*** Block opens ***

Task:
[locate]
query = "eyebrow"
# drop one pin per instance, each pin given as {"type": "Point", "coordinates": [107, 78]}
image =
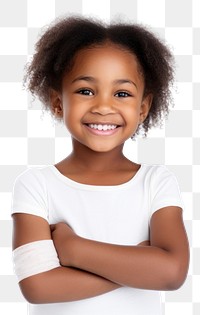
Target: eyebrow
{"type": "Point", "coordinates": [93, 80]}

*** Block closes ***
*** Block opens ***

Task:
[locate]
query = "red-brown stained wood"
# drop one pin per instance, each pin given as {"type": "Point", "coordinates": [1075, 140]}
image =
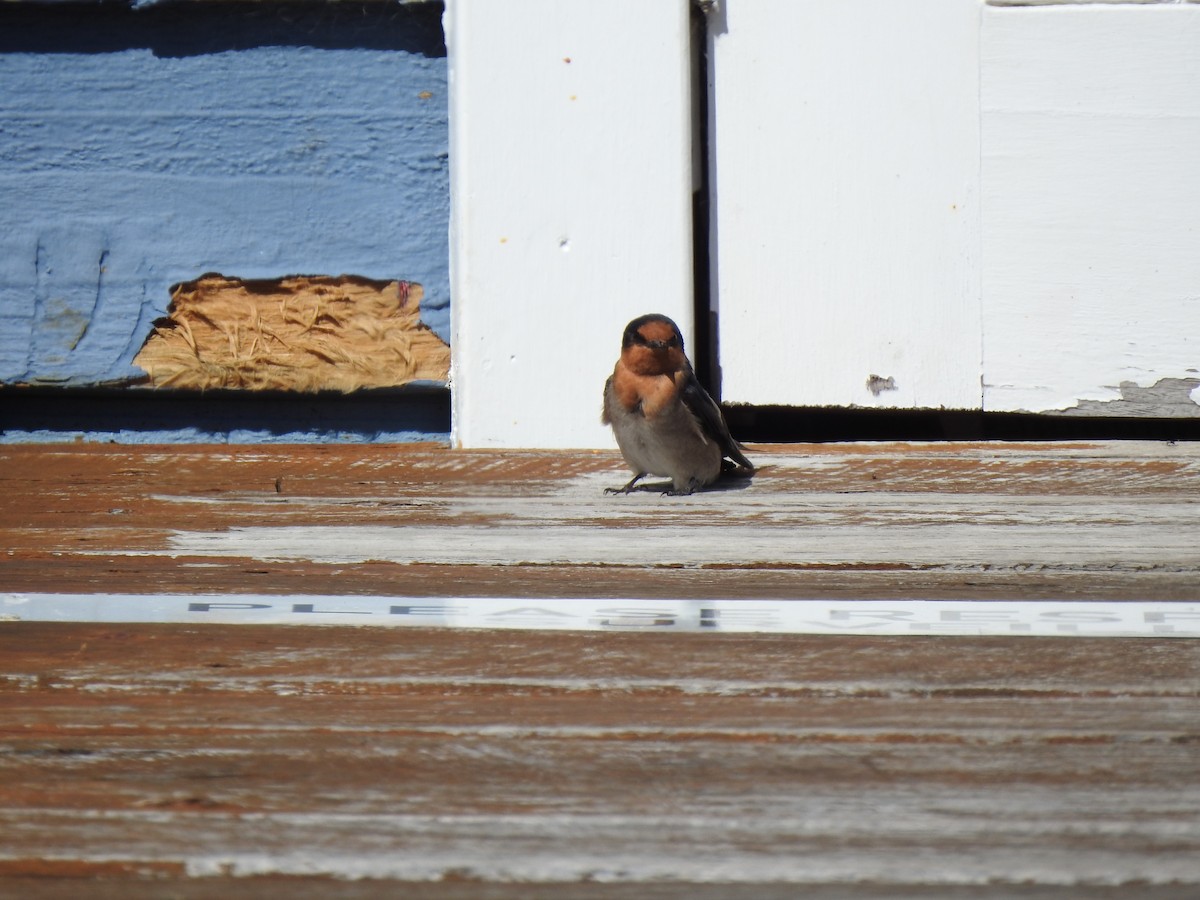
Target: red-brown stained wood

*** Block closes ***

Work instructions: Collect the lines of the data that carry the word "drop".

Answer for this exercise:
# drop one pin per instance, each pin given as {"type": "Point", "coordinates": [107, 78]}
# drop one pin per instance, each pin given as {"type": "Point", "coordinates": [1075, 140]}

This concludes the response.